• [What is being asked]
Reproduce only the lines of the listing from the one holding "In the photo above, where can the stone lantern" through the one holding "column 178, row 125", inclusive, swapping "stone lantern" for "stone pagoda" and leaving all else intact.

===== Given records

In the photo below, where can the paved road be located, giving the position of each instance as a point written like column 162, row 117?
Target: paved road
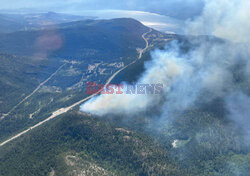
column 32, row 93
column 64, row 110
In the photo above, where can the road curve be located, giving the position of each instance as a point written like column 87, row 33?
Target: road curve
column 64, row 110
column 32, row 93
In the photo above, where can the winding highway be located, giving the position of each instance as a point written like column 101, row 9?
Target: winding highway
column 64, row 110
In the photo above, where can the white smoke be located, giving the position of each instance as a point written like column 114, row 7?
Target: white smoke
column 158, row 71
column 206, row 70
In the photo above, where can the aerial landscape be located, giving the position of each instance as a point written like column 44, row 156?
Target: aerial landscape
column 125, row 88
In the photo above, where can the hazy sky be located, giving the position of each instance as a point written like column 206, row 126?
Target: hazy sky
column 176, row 8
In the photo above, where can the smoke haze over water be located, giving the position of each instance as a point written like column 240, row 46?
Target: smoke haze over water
column 202, row 74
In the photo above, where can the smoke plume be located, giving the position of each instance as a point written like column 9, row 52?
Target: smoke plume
column 201, row 74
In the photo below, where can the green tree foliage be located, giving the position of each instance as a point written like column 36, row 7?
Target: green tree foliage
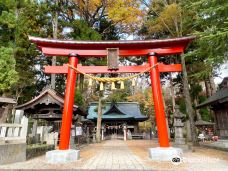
column 8, row 76
column 211, row 26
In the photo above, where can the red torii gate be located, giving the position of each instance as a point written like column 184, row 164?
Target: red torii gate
column 85, row 49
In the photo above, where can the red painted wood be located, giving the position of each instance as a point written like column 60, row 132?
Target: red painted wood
column 68, row 105
column 104, row 69
column 158, row 103
column 48, row 51
column 121, row 44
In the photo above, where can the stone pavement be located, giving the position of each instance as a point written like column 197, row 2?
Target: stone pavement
column 115, row 154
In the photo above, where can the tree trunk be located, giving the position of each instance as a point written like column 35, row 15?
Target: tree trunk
column 188, row 102
column 212, row 85
column 197, row 111
column 207, row 86
column 99, row 115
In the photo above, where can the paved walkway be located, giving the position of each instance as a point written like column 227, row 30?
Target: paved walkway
column 114, row 154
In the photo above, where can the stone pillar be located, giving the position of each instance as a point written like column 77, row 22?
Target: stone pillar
column 24, row 129
column 72, row 137
column 179, row 139
column 125, row 132
column 188, row 129
column 87, row 135
column 18, row 116
column 102, row 133
column 94, row 136
column 40, row 130
column 3, row 132
column 34, row 132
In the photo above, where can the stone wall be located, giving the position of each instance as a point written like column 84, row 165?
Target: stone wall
column 35, row 150
column 12, row 152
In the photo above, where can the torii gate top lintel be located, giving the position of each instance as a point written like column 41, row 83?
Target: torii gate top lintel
column 150, row 48
column 55, row 47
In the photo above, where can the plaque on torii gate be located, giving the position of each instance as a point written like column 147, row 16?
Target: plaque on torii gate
column 113, row 49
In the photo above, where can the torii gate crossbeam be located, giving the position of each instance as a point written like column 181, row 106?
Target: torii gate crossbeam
column 85, row 49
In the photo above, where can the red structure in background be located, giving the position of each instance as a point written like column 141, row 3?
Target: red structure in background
column 86, row 49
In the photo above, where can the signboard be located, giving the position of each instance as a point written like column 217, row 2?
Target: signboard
column 78, row 130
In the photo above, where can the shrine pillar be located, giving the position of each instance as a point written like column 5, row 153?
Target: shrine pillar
column 158, row 102
column 164, row 152
column 64, row 154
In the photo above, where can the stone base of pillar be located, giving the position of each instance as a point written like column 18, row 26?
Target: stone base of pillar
column 184, row 147
column 62, row 156
column 165, row 154
column 180, row 141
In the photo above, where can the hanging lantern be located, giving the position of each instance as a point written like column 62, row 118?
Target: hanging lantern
column 122, row 85
column 133, row 82
column 113, row 86
column 90, row 82
column 101, row 86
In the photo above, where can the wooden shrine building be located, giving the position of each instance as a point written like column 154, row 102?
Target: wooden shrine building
column 219, row 104
column 116, row 115
column 48, row 105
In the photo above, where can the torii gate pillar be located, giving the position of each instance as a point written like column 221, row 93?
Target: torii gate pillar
column 158, row 102
column 164, row 152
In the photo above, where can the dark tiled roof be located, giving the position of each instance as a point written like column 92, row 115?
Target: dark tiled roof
column 221, row 96
column 52, row 96
column 7, row 100
column 118, row 111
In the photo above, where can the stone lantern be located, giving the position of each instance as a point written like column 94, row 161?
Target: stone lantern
column 178, row 125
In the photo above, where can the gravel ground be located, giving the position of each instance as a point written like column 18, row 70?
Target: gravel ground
column 200, row 159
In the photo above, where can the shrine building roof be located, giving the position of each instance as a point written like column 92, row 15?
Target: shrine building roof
column 124, row 111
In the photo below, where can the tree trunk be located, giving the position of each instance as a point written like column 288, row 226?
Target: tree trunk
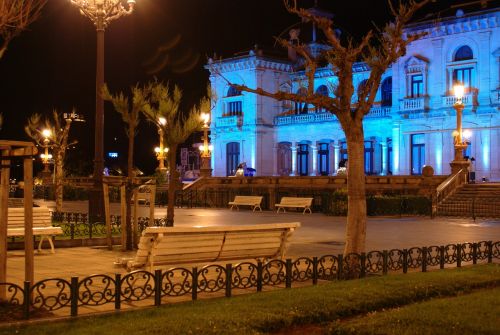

==========

• [Solution below]
In the photo above, where can the stone pagoda be located, giving the position of each instance as a point written like column 94, row 161?
Target: stone pagoda
column 178, row 125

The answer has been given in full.